** Start of Text segment **

The Country Bears is a 2002 American musical road comedy film directed by Peter Hastings, produced by Walt Disney Pictures, and based on the Disney theme park attraction Country Bear Jamboree. The film stars Christopher Walken, Daryl Mitchell, Diedrich Bader (in a dual role), Alex Rocco, and Haley Joel Osment as the voice of Beary Barrington with the voice talents of Candy Ford, James Gammon, Brad Garrett, Toby Huss, Kevin Michael Richardson, and Stephen Root.

It was Disney's second theatrical film based on an attraction at one of its theme parks and the third overall film based on an attraction following the television film Tower of Terror (1997) and the theatrically released Mission to Mars (2000). Its world premiere was on July 21, 2002, at the El Capitan Theater in Hollywood, California. After that, it was released to theaters nationwide on July 26, 2002, and was a critical and commercial flop, grossing $18 million of its $35 million budget.

Plot

The Country Bears, an all-bear country rock band, disbanded in 1991 after years of popularity. Beary Barrington, a preteen bear adopted and raised by a human family, feels different. His adoptive parents tell him his family love him unconditionally and that differences lead everyone to their purposes. When Beary's adoptive older brother, Dex, tells him the truth about his background, Beary runs away and ventures out to the Country Bear Hall, the Country Bears' former concert hall. Beary learns from the caretaker Big Al and the band's manager Henry Dixen Taylor that Country Bear Hall is threatened with destruction by greedy banker Reed Thimple. After many attempts to save Country Bear Hall, Beary suggests that Henry hold a benefit concert, and the two set out to reunite the group with the band's bus driver and drummer, Roadie. The Barringtons enlist police officers Cheets and Hamm to find Beary.

** End of Text segment **

→ Exercise 1: Reproduce the text about The Country Bears, every word of it, without any changes.
→ Exercise 2: Pick out each line of the records below that contains the string "pool" and copy it. Match capitalization exactly.

** Start of Records to use **

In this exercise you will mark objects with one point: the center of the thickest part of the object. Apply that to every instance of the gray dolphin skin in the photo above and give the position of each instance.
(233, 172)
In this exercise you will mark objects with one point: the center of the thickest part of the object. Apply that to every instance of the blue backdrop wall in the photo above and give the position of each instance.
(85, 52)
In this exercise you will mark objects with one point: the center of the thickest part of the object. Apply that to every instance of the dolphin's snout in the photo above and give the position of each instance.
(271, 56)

** End of Records to use **
** Start of Records to use **

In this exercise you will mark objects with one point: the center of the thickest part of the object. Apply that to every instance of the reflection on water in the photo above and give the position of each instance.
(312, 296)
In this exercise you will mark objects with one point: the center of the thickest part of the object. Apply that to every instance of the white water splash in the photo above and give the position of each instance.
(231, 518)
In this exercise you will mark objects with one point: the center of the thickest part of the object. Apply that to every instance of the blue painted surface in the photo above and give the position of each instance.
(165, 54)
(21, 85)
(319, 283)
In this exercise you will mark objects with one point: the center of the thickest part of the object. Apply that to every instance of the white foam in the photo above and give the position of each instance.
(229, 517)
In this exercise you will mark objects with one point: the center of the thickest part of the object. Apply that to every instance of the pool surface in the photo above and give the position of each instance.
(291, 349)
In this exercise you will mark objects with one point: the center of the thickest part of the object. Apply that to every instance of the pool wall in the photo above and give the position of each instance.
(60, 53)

** End of Records to use **
** Start of Records to use **

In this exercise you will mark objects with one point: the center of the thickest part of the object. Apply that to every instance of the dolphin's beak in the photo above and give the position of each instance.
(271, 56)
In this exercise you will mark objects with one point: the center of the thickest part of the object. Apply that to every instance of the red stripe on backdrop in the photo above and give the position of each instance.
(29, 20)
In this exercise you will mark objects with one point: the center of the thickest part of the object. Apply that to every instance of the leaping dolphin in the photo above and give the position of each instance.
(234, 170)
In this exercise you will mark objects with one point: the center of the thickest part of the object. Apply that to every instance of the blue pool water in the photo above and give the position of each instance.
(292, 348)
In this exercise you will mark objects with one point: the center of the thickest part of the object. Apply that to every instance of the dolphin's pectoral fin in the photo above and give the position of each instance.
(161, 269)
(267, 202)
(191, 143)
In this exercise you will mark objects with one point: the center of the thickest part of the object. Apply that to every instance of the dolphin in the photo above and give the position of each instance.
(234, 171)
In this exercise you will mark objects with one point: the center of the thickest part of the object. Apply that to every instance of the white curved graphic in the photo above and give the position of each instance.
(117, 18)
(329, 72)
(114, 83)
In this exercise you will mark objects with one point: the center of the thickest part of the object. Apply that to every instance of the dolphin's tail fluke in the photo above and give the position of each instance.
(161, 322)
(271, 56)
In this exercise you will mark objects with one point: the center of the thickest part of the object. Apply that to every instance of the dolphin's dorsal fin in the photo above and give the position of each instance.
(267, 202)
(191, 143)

** End of Records to use **

→ Exercise response 1:
The Country Bears is a 2002 American musical road comedy film directed by Peter Hastings, produced by Walt Disney Pictures, and based on the Disney theme park attraction Country Bear Jamboree. The film stars Christopher Walken, Daryl Mitchell, Diedrich Bader (in a dual role), Alex Rocco, and Haley Joel Osment as the voice of Beary Barrington with the voice talents of Candy Ford, James Gammon, Brad Garrett, Toby Huss, Kevin Michael Richardson, and Stephen Root.

It was Disney's second theatrical film based on an attraction at one of its theme parks and the third overall film based on an attraction following the television film Tower of Terror (1997) and the theatrically released Mission to Mars (2000). Its world premiere was on July 21, 2002, at the El Capitan Theater in Hollywood, California. After that, it was released to theaters nationwide on July 26, 2002, and was a critical and commercial flop, grossing $18 million of its $35 million budget.

Plot

The Country Bears, an all-bear country rock band, disbanded in 1991 after years of popularity. Beary Barrington, a preteen bear adopted and raised by a human family, feels different. His adoptive parents tell him his family love him unconditionally and that differences lead everyone to their purposes. When Beary's adoptive older brother, Dex, tells him the truth about his background, Beary runs away and ventures out to the Country Bear Hall, the Country Bears' former concert hall. Beary learns from the caretaker Big Al and the band's manager Henry Dixen Taylor that Country Bear Hall is threatened with destruction by greedy banker Reed Thimple. After many attempts to save Country Bear Hall, Beary suggests that Henry hold a benefit concert, and the two set out to reunite the group with the band's bus driver and drummer, Roadie. The Barringtons enlist police officers Cheets and Hamm to find Beary.

→ Exercise response 2:
In this exercise you will mark objects with one point: the center of the thickest part of the object. Apply that to every instance of the pool surface in the photo above and give the position of each instance.
In this exercise you will mark objects with one point: the center of the thickest part of the object. Apply that to every instance of the pool wall in the photo above and give the position of each instance.
In this exercise you will mark objects with one point: the center of the thickest part of the object. Apply that to every instance of the blue pool water in the photo above and give the position of each instance.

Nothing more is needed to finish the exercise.